## REQUIREMENTS
Rewrite the stretch of rows below from the line containing "Find the laptop in" through the line containing "<point>114,141</point>", requests included. Multiply every coordinate in the answer points by 2.2 and round to whole numbers, halves up, leaving the requests and their sample points unchanged.
- - -
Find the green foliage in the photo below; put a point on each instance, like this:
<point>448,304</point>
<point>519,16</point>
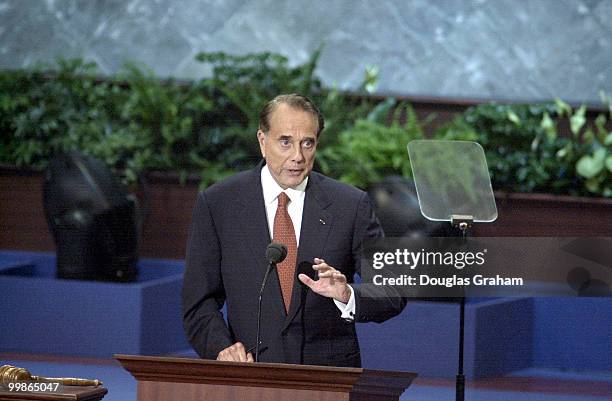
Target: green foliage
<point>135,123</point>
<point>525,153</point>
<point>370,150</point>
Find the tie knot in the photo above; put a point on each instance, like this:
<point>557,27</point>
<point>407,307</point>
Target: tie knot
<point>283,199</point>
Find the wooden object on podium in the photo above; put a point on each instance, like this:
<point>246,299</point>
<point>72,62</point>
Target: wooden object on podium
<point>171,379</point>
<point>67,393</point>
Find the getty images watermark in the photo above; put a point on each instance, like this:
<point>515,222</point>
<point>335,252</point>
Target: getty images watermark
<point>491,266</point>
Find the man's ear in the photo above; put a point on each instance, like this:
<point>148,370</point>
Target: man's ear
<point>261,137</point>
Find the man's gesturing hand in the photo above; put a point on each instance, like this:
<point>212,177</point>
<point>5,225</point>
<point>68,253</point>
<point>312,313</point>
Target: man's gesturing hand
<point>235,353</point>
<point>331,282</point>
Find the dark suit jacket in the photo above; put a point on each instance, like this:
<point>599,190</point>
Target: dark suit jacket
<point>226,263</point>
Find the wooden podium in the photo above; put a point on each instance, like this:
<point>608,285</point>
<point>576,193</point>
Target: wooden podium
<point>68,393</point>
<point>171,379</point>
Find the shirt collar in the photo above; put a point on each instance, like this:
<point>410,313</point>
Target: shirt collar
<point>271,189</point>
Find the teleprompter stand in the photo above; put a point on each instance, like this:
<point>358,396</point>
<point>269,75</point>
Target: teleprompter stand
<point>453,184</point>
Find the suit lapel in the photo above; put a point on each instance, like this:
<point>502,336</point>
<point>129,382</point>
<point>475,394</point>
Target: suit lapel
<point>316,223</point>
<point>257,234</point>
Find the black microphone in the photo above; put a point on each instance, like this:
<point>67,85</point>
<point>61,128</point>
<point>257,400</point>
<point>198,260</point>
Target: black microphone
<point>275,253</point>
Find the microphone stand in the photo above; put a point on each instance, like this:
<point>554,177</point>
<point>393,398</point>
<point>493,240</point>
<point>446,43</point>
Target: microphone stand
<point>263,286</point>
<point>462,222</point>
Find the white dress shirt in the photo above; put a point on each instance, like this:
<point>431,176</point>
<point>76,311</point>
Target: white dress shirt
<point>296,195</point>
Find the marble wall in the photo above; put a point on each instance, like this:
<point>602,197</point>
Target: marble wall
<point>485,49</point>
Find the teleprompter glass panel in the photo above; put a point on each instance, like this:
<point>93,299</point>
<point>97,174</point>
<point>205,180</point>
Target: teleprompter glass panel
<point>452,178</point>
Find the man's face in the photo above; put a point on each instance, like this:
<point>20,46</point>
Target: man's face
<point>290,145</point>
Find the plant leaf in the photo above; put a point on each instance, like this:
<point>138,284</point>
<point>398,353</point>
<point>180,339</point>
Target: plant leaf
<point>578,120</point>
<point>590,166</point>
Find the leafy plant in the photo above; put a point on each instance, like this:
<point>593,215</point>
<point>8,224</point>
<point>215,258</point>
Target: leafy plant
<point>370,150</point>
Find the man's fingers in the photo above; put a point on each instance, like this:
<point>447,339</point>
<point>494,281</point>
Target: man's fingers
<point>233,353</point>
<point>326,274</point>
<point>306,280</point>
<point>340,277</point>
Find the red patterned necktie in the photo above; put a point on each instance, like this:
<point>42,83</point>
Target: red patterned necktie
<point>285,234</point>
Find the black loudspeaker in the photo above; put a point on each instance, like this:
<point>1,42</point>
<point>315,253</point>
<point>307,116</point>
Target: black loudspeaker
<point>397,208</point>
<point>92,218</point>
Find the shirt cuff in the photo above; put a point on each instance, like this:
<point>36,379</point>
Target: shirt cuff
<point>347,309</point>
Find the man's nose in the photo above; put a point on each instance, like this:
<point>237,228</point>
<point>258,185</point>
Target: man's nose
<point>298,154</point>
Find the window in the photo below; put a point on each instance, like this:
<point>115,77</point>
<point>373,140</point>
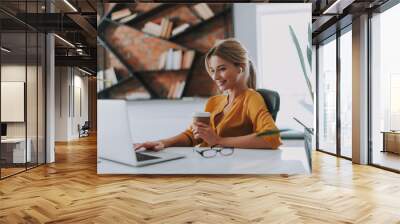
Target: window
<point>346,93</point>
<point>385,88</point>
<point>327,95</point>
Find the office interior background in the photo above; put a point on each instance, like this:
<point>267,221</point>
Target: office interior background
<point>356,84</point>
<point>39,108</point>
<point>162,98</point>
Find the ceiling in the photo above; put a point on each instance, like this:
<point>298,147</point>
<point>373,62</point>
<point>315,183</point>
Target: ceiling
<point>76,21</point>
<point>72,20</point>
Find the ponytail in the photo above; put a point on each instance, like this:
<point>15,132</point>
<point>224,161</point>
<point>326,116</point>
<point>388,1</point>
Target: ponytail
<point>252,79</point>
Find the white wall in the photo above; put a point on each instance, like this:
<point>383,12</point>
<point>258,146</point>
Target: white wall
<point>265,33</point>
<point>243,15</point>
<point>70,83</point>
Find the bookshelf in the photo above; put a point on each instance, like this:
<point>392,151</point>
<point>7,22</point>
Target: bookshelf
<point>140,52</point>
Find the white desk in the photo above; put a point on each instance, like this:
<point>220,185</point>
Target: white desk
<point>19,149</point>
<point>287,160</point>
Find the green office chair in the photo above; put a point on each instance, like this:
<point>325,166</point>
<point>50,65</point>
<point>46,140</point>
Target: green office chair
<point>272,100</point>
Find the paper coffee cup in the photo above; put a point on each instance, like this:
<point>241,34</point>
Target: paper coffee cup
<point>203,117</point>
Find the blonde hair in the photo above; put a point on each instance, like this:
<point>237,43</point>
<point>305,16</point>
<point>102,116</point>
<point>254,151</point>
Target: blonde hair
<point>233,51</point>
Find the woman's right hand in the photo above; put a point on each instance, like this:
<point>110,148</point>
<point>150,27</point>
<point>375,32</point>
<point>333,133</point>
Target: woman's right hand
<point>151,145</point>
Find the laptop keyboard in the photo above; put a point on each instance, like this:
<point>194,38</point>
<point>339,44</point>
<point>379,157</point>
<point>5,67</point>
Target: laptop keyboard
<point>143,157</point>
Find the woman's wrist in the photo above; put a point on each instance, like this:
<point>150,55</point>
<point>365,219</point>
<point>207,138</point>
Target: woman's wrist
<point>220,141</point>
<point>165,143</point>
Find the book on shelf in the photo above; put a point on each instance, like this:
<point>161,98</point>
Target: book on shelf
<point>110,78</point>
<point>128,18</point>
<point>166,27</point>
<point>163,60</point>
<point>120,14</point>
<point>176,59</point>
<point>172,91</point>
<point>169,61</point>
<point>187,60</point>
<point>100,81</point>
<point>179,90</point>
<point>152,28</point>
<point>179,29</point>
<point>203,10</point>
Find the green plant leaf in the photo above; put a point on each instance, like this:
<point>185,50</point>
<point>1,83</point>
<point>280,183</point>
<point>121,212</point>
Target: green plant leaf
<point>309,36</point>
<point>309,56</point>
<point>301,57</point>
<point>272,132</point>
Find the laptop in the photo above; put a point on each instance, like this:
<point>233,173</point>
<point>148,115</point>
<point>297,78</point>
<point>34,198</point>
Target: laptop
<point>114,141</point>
- - -
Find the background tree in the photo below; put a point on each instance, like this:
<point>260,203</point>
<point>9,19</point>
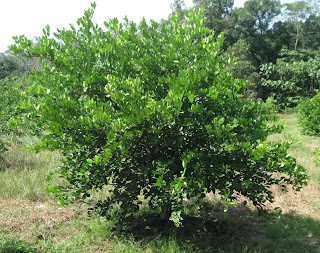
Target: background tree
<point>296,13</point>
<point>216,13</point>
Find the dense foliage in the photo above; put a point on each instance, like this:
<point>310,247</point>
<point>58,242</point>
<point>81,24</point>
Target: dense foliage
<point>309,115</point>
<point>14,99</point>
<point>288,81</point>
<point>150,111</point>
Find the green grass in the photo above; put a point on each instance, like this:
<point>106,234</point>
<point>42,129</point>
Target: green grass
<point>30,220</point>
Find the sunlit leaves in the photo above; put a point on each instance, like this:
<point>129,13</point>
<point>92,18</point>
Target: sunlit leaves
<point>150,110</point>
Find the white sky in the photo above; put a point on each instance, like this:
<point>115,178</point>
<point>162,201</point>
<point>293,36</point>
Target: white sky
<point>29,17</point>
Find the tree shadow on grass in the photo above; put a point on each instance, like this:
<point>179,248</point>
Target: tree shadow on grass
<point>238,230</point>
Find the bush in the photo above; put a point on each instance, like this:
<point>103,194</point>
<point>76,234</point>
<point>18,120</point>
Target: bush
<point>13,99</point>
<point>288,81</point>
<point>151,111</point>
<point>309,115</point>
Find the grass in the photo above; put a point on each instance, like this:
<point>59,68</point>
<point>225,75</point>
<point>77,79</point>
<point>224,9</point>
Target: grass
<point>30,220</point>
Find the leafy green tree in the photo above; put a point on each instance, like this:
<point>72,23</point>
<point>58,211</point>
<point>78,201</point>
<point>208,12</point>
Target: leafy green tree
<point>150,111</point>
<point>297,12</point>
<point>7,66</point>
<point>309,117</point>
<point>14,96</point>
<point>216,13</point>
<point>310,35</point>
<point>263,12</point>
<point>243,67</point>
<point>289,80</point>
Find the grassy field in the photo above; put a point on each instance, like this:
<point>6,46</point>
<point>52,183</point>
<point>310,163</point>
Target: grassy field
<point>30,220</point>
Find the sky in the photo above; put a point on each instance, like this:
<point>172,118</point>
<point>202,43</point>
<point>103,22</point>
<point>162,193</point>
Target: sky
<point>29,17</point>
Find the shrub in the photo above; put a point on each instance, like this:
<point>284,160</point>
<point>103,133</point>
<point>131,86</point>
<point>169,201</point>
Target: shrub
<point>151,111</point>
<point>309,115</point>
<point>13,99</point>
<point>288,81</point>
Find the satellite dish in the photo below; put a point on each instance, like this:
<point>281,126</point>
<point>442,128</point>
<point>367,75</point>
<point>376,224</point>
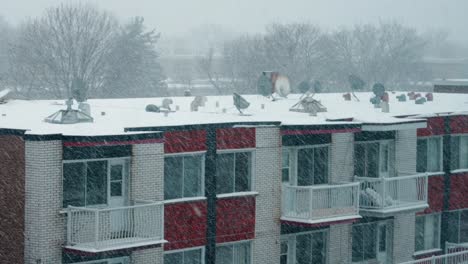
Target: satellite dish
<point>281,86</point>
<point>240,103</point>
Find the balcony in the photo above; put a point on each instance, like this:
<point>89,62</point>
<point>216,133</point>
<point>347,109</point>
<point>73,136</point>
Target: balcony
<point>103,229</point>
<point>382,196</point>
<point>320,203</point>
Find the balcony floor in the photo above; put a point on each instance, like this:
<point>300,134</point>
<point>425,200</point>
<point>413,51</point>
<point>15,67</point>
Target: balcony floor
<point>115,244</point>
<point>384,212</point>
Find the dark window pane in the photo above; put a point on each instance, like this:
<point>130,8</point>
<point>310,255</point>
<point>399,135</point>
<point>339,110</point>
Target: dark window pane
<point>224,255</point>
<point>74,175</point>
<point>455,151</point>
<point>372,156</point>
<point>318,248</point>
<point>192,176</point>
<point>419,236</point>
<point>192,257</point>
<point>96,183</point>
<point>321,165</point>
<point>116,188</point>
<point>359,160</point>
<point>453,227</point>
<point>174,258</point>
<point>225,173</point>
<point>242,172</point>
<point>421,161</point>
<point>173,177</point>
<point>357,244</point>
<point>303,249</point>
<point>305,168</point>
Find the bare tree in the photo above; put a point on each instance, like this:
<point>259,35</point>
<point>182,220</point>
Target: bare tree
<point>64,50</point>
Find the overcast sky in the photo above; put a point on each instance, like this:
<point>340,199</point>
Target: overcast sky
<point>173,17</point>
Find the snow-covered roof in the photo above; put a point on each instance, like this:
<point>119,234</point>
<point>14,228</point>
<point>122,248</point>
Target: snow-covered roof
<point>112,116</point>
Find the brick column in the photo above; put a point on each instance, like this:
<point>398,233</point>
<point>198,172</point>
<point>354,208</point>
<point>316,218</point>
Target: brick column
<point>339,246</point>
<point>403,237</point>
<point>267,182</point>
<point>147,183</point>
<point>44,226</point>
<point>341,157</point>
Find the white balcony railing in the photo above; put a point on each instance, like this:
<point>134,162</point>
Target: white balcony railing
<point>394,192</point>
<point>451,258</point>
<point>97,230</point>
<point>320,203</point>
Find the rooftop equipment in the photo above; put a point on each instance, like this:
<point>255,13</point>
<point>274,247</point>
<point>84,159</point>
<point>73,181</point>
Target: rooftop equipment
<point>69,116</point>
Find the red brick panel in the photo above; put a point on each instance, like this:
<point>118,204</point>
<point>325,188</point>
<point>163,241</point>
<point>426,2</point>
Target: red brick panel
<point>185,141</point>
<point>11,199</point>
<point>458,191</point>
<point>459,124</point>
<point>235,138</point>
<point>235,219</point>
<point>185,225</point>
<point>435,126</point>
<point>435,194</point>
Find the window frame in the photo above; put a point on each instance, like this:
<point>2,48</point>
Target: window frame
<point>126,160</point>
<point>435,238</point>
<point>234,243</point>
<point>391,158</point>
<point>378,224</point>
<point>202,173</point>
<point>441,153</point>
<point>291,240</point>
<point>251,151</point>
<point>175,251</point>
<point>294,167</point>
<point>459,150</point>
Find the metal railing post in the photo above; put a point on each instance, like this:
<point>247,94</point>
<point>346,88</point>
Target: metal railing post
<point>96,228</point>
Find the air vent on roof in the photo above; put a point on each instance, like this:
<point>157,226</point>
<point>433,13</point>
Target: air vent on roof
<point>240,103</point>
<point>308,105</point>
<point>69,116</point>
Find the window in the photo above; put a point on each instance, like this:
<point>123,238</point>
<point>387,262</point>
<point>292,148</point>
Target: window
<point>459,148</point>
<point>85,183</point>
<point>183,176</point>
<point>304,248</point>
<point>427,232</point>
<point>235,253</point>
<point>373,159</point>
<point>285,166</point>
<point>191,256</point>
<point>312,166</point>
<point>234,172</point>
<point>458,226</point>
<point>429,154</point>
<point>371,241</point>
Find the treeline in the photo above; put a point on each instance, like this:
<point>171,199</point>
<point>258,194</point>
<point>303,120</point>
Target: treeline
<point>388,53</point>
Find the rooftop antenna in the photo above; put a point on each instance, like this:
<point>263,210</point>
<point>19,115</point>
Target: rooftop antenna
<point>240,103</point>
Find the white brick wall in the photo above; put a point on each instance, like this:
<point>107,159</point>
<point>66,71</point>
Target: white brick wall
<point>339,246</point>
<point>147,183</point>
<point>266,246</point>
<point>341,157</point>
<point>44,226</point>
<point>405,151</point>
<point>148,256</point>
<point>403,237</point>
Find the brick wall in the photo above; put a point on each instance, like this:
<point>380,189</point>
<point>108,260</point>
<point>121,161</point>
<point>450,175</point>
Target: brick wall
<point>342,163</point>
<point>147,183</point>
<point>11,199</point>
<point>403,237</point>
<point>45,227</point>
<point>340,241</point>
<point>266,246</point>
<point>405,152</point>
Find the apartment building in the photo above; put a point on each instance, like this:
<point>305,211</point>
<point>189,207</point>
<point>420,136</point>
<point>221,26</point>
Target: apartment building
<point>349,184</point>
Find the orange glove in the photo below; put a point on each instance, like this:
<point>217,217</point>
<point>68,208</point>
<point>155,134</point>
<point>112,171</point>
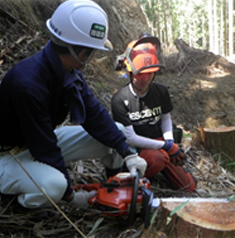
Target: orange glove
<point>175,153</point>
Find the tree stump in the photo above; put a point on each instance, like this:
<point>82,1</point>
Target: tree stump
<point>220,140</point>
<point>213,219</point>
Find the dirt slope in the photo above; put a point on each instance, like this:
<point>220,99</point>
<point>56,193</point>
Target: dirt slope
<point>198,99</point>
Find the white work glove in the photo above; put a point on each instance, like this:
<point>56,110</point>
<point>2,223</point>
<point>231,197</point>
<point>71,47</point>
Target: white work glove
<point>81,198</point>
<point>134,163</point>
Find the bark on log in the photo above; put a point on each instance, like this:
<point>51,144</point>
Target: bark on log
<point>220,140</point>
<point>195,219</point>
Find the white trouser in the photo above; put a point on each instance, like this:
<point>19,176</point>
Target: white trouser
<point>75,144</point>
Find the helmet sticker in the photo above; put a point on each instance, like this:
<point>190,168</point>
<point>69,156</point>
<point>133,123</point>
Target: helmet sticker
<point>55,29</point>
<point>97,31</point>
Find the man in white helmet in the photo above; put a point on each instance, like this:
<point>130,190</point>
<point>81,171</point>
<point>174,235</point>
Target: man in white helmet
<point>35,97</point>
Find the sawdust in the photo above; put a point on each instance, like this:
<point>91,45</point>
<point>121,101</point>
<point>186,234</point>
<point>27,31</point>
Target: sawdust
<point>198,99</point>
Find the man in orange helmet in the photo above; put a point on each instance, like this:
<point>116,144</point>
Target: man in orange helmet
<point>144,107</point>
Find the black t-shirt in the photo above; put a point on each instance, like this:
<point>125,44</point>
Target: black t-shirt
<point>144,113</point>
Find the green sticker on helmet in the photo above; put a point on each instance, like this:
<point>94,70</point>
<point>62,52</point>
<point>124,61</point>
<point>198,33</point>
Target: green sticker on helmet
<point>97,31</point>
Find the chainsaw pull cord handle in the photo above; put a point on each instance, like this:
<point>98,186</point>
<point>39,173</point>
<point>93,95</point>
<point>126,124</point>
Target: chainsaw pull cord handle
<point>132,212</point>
- - -
## EXPECTED ANSWER
Find the laptop in the photo above; put a point on each instance, like this:
<point>233,173</point>
<point>148,115</point>
<point>297,78</point>
<point>34,198</point>
Target: laptop
<point>251,310</point>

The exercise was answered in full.